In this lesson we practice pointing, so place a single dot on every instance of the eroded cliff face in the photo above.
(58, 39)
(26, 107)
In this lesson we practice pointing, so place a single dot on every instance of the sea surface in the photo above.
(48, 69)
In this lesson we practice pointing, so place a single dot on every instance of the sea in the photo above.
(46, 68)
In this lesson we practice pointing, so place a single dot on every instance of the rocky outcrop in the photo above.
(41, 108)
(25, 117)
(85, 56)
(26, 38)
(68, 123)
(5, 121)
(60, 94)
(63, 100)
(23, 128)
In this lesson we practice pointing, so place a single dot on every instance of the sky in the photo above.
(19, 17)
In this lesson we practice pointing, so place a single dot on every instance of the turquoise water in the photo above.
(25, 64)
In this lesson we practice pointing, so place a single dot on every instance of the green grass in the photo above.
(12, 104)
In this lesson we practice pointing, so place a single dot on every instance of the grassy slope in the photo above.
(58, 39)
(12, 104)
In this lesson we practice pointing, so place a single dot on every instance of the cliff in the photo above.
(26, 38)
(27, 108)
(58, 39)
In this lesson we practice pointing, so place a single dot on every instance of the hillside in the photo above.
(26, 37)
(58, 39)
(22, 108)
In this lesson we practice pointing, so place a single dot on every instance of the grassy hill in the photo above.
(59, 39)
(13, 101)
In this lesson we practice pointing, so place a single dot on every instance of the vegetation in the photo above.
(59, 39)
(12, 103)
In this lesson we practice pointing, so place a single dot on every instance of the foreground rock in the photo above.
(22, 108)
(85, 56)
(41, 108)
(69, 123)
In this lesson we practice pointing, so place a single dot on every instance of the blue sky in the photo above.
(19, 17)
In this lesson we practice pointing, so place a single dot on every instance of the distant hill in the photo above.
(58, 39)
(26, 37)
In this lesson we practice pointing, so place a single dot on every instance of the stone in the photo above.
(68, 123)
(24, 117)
★ ★ ★ ★
Problem requirements — In full and verbatim, repeat the records given above.

Response to the exercise —
In this lesson we practice pointing, so place a single dot on every instance of the eroded cliff face in the photo above.
(58, 39)
(26, 107)
In this lesson we practice pointing, so place a single dot on every instance of the sea surface in the photo above.
(48, 69)
In this lesson we practice pointing, so place a single dot on every instance of the sea in the photo above.
(46, 68)
In this lesson we practice pointing, so place a single dot on every instance of the rocky outcrop in the photo above.
(41, 108)
(25, 117)
(85, 56)
(26, 38)
(68, 123)
(5, 121)
(60, 94)
(63, 100)
(23, 128)
In this lesson we practice pointing, so place a single dot on every instance of the sky in the photo above.
(19, 17)
In this lesson we practice pointing, so place a single dot on every instance of the turquoise water in the photo above.
(25, 64)
In this lesson we practice pointing, so place a single dot on every instance of the green grass in the photo above.
(12, 104)
In this lesson we practice pointing, so place a single dot on every instance of the grassy slope in the photo above.
(58, 39)
(12, 104)
In this lesson we practice pointing, so place a single dot on every instance of the cliff in the photo above.
(26, 38)
(27, 108)
(58, 39)
In this lesson we practice pointing, so place a single dot on every instance of the hillside in the photo above.
(26, 37)
(58, 39)
(22, 108)
In this lesson we practice pointing, so place a single dot on every instance of the grassy hill in the photo above.
(59, 39)
(13, 101)
In this lesson we practice pointing, so place a single dot on every instance of the vegetation in the photo above.
(59, 39)
(12, 103)
In this lesson we practice pointing, so place a single dot on every instance of the foreground rock in the photo above.
(22, 108)
(85, 56)
(41, 108)
(69, 123)
In this lesson we practice pointing, so place a single dot on every instance of the blue sky in the photo above.
(19, 17)
In this lesson we practice pointing, so place a single dot on every instance of the distant hill in the photo above.
(58, 39)
(26, 37)
In this lesson we practice pointing, so place a single dot on every instance of the stone in the photo above.
(68, 123)
(24, 117)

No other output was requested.